▶ **TASKS TO COMPLETE**:
1 – In the truss hanger case summary, on what ground did the Federal Circuit find Columbia's claim construction argument forfeited?
2 – Restate word for word everything in the truss hanger case summary from "The US Court" down to "C.J., dissenting) (non-precedential).".
3 – Resume the truss hanger case summary after its final sentence.

The US Court of Appeals for the Federal Circuit upheld a Patent Trial & Appeal Board finding that the claims of a patent for a truss hanger were invalid for lack of written description because they claimed an undisclosed range despite the predictable nature of the technology. Columbia Insurance Company v. Simpson Strong-Tie Company Inc., Case Nos. 21-2145; -2157 (Fed. Cir. Mar. 31, 2023) (Prost, Hughes, JJ.) (Moore, C.J., dissenting) (non-precedential).

Truss hangers secure support beams to wall frames in buildings. These hangers normally accommodate layers of fire-resistant sheathing by cutting out the sheathing that overlaps with the hanger, but this can reduce fire resistance. Columbia owns a patent claiming a truss hanger that extends through the sheathing and does not decrease fire resistance. The extension for the sheathing, illustrated below, must be “sized large enough to permit two layers of ⅝ inch thick sheathing to be received between the rear edge plane and the back flange plane, but too small to permit three layers of ⅝ inch thick sheathing to be received.”

Simpson petitioned for a post-grant review of the patent at the Board. That proceeding resulted in a mixed decision. The Board found in favor of Simpson that certain original claims and certain substitute claims of the patent were unpatentable for lack of written description and that certain claims were obvious over the prior art. However, it found in favor of Columbia with regard to one claim. Both parties appealed.

The Federal Circuit affirmed the Board’s findings regarding written description. The claimed extension portion covered a range of extension sizes between the upper limit (three layers of five-eighths-inch-thick sheathing) and lower limit (two layers of five-eighths-inch-thick sheathing). The Court affirmed the Board’s finding that nothing in the specification covered the claimed upper limit. Columbia argued that a skilled artisan would read the claims to cover exactly two layers of five-eighths-inch-thick sheathing, but the Court found that this claim construction argument was forfeited because it was raised for the first time on appeal and, even if it weren’t, it was incorrect because it was akin to rewriting the claims.

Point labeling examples
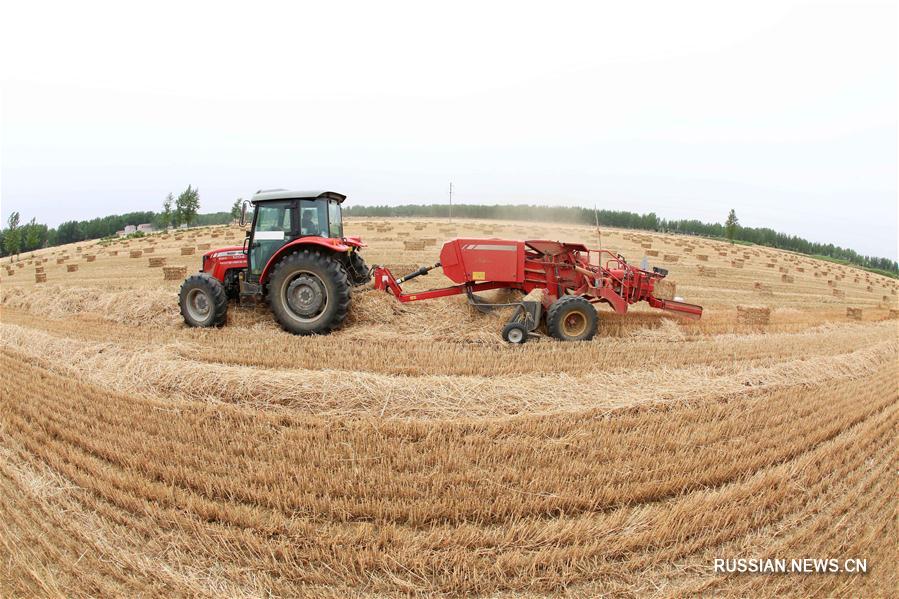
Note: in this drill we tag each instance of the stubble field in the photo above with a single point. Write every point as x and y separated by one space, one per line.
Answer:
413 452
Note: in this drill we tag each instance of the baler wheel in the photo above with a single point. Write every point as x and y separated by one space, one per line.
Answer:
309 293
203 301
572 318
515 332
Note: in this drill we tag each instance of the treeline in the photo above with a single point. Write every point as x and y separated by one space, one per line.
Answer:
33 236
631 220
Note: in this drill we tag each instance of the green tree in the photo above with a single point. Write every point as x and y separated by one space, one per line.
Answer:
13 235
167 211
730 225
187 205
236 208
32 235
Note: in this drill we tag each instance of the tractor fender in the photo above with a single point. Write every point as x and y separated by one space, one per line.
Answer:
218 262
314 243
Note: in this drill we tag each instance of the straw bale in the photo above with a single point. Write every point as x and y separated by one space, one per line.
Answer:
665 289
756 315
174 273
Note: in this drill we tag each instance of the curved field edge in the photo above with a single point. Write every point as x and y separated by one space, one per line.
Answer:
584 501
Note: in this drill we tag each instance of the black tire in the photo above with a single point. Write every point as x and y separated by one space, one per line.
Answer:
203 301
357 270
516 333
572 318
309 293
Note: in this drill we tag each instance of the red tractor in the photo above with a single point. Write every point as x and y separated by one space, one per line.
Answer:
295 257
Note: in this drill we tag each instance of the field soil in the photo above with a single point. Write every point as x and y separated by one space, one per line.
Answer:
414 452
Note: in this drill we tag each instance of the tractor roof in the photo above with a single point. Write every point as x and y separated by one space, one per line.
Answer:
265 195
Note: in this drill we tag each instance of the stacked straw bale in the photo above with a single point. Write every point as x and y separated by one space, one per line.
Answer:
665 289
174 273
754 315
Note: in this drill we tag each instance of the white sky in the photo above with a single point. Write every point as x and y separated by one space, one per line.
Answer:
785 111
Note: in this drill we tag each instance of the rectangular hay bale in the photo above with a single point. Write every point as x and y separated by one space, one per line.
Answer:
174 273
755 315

---

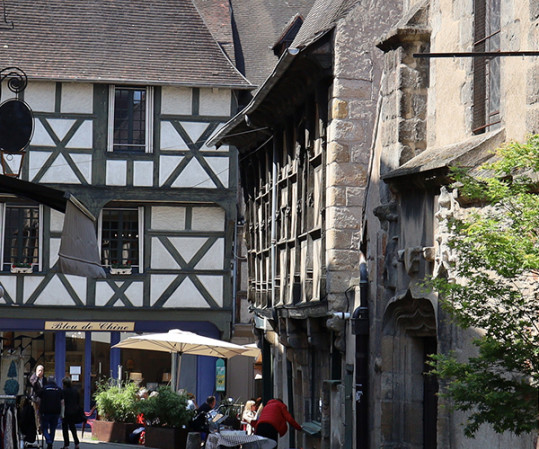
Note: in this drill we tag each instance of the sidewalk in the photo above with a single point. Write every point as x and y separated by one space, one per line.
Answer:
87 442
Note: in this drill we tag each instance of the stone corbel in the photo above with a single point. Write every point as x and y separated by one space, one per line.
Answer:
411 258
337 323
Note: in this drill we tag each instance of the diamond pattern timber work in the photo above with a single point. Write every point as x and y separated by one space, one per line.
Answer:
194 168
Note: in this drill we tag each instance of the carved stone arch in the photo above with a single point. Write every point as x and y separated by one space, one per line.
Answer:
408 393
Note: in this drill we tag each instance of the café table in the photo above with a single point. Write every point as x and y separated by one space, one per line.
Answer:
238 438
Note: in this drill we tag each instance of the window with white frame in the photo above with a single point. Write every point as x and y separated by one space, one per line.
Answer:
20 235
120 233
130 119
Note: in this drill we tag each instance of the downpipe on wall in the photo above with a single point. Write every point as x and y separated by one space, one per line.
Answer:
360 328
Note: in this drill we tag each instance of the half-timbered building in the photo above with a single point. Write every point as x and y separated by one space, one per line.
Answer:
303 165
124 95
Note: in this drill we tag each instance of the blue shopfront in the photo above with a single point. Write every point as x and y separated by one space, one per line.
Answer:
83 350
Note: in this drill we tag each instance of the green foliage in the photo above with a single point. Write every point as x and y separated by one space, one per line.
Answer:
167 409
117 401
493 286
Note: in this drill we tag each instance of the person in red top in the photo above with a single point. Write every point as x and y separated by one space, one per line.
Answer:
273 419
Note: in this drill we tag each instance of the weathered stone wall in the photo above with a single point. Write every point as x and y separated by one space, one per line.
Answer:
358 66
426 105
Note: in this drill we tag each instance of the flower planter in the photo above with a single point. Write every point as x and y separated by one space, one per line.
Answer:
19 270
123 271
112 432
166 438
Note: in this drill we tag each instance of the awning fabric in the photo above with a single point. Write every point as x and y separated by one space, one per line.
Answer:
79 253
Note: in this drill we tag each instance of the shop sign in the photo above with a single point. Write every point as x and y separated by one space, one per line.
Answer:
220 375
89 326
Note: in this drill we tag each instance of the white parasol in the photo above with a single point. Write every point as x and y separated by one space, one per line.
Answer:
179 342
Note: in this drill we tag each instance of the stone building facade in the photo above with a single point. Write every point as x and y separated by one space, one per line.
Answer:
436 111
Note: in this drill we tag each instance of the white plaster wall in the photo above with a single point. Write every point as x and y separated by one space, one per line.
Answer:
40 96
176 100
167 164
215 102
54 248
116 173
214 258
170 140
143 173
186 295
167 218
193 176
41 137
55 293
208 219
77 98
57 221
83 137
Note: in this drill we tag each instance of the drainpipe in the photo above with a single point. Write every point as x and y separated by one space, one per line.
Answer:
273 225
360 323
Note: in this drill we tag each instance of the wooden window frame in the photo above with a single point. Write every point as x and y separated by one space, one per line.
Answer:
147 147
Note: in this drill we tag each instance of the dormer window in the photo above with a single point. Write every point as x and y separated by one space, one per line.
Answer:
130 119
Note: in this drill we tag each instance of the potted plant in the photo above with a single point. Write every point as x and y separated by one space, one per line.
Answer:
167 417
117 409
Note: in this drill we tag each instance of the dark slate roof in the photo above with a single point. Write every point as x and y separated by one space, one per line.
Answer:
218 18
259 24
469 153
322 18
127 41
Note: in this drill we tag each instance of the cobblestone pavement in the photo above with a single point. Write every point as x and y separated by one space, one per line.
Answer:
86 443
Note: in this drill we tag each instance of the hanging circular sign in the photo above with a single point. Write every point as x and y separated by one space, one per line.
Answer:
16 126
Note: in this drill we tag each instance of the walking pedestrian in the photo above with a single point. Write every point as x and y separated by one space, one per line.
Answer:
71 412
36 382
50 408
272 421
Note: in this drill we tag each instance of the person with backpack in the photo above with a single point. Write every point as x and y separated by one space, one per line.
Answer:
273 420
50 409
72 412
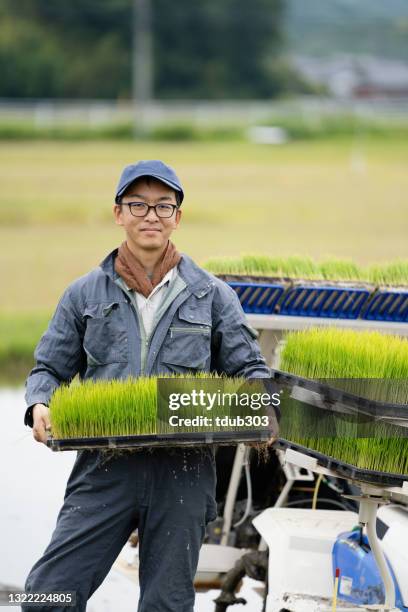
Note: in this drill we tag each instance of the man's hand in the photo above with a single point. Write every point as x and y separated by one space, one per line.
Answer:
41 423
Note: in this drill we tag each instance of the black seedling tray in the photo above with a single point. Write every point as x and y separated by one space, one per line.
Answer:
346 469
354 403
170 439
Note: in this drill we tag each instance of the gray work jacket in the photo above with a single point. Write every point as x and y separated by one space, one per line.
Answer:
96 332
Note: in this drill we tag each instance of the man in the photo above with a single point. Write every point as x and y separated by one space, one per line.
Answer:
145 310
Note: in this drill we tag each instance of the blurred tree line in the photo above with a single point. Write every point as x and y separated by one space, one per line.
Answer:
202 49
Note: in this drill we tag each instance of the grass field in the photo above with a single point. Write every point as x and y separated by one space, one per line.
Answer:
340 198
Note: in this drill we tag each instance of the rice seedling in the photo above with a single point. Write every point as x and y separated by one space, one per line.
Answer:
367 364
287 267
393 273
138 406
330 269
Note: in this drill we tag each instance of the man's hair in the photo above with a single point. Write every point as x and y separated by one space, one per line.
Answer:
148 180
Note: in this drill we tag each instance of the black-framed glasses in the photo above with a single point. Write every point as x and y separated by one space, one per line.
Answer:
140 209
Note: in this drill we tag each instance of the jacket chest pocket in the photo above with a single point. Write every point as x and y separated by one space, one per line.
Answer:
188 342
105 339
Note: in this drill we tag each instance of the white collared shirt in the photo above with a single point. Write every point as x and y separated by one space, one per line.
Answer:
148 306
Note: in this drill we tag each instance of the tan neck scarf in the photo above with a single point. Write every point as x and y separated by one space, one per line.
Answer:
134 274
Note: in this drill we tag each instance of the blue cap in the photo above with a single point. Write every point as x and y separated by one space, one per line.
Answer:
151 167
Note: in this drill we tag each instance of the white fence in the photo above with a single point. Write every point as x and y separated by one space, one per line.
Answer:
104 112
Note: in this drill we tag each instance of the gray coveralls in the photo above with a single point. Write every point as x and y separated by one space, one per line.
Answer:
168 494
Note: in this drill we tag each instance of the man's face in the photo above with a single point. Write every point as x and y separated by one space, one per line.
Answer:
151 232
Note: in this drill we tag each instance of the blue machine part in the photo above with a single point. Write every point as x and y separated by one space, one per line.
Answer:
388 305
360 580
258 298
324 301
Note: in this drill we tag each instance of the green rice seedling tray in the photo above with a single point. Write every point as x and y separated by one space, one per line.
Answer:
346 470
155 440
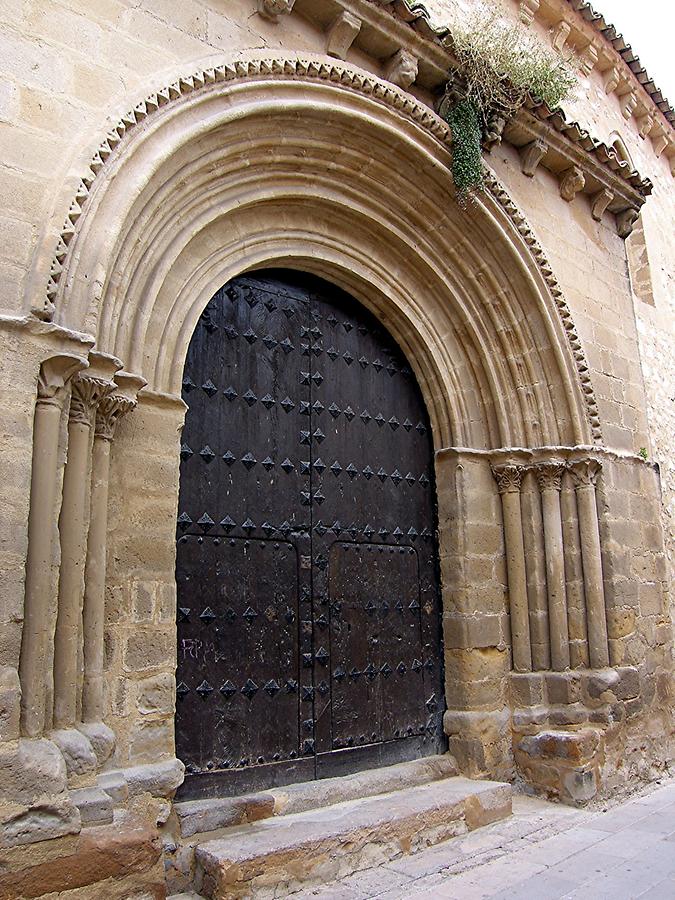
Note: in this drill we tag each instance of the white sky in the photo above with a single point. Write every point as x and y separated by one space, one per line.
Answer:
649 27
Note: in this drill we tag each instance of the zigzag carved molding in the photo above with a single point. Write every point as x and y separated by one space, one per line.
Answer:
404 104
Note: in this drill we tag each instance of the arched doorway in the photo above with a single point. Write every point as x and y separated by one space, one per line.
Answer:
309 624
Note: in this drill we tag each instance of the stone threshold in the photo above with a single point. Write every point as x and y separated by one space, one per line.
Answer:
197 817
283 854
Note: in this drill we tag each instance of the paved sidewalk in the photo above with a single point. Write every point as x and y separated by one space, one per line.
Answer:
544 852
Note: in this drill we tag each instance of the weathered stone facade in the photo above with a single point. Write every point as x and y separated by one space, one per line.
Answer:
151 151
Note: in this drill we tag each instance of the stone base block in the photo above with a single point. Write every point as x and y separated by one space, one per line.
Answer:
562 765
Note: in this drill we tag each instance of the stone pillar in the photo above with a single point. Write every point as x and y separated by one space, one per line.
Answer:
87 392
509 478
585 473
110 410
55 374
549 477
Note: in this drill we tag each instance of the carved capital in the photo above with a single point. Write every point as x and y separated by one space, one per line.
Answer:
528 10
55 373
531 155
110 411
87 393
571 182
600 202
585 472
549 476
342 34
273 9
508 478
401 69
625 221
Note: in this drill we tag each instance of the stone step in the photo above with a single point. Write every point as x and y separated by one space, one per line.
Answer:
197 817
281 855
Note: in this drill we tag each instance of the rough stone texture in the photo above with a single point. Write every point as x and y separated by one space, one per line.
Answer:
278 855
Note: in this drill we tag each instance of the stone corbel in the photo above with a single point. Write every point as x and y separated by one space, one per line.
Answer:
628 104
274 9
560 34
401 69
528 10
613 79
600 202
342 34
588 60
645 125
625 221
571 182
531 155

▶ **ANSWERS TO THE EXERCISES**:
1 – The argument was raised for the first time on appeal.

2 –
The US Court of Appeals for the Federal Circuit upheld a Patent Trial & Appeal Board finding that the claims of a patent for a truss hanger were invalid for lack of written description because they claimed an undisclosed range despite the predictable nature of the technology. Columbia Insurance Company v. Simpson Strong-Tie Company Inc., Case Nos. 21-2145; -2157 (Fed. Cir. Mar. 31, 2023) (Prost, Hughes, JJ.) (Moore, C.J., dissenting) (non-precedential).

3 –
The Federal Circuit also affirmed the Board’s finding that certain claims were obvious, concluding that the Board’s determination was supported by substantial evidence. The Court rejected Columbia’s argument that the Board’s claim construction violated the Administrative Procedure Act because the construction adopted by the Board was similar enough to Simpson’s proposed construction and not raised sua sponte.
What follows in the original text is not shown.